Find and copy each line in the material below where the string "hair" occurs.
┄┄┄┄┄┄┄┄┄┄
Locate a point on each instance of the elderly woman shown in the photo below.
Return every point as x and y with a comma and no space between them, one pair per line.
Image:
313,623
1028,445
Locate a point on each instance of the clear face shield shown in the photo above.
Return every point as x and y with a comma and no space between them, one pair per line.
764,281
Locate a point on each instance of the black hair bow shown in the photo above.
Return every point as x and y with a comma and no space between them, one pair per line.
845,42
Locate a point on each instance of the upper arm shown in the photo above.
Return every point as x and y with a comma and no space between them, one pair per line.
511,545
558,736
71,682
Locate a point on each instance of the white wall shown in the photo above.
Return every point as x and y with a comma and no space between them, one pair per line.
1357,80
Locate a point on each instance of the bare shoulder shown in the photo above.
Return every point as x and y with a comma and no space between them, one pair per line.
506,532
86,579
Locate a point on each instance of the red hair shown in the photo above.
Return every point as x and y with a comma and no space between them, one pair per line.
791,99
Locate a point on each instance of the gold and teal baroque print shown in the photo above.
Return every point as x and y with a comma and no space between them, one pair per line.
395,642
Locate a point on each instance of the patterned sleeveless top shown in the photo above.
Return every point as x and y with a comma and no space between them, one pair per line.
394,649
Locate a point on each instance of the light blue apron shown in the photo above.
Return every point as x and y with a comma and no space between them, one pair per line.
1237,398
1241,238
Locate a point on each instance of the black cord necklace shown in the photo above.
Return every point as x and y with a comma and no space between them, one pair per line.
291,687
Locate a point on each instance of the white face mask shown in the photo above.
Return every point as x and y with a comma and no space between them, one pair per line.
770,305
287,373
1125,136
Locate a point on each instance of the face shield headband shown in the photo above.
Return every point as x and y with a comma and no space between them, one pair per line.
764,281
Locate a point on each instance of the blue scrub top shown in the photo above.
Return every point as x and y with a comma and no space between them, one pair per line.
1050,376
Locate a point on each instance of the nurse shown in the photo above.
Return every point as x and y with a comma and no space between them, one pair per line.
┄┄┄┄┄┄┄┄┄┄
Solution to this problem ->
Locate a point on each instance of the black hair bow shown in the photo above.
Locate a point on each instance of the red hair shown in the photo above.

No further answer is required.